Move over, Deadpool: Luke Macfarlane wouldn’t mind playing a gay, caped crusader
By Nelson Branco
It’s Pride month—and London, Ont., native Luke Macfarlane is proud of himself for managing to be out as an actor in Hollywood and still manage to work steadily for almost a decade. Coming out in an interview with The Globe and Mail in 2008, Macfarlane wasn’t sure at the time of how news of his sexuality would impact his career—especially during that recession-plagued era.
The Lester B. Pearson School for the Arts and Julliard graduate said at the time, “I don’t know what will happen professionally.… That is the fear, but I guess I can’t really be concerned about what will happen because it’s my truth. There is this desire in L.A. to wonder who you are, and what’s been blaring for me for the last three years is how can I be most authentic to myself.”
Macfarlane first caught critics’ attention with his performance in FX’s gritty US army series Over There, which was produced by NYPD Blue/L.A. Law showrunner Steven Bochco and focused on the first tour in Iraq. Then came what was arguably his breakout role in ABC’s drama Brothers & Sisters, where he played popular Scotty Wandell, husband to Kevin Walker (played by Matthew Rhys). Since then, the former singer and songwriter has worked on Canadian series Satisfaction as well as NBC’s The Night Shift and PBS’s Mercy Street.

____________

**GIVEN REQUEST**: Copy out the whole Luke Macfarlane article word for word, from its headline through its last sentence.

**COLLECTED MATERIAL**:

____________

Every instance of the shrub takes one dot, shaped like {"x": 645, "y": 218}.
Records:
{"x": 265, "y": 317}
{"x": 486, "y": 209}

____________

**ANSWER FOR THIS EXERCISE**:
Move over, Deadpool: Luke Macfarlane wouldn’t mind playing a gay, caped crusader
By Nelson Branco
It’s Pride month—and London, Ont., native Luke Macfarlane is proud of himself for managing to be out as an actor in Hollywood and still manage to work steadily for almost a decade. Coming out in an interview with The Globe and Mail in 2008, Macfarlane wasn’t sure at the time of how news of his sexuality would impact his career—especially during that recession-plagued era.
The Lester B. Pearson School for the Arts and Julliard graduate said at the time, “I don’t know what will happen professionally.… That is the fear, but I guess I can’t really be concerned about what will happen because it’s my truth. There is this desire in L.A. to wonder who you are, and what’s been blaring for me for the last three years is how can I be most authentic to myself.”
Macfarlane first caught critics’ attention with his performance in FX’s gritty US army series Over There, which was produced by NYPD Blue/L.A. Law showrunner Steven Bochco and focused on the first tour in Iraq. Then came what was arguably his breakout role in ABC’s drama Brothers & Sisters, where he played popular Scotty Wandell, husband to Kevin Walker (played by Matthew Rhys). Since then, the former singer and songwriter has worked on Canadian series Satisfaction as well as NBC’s The Night Shift and PBS’s Mercy Street.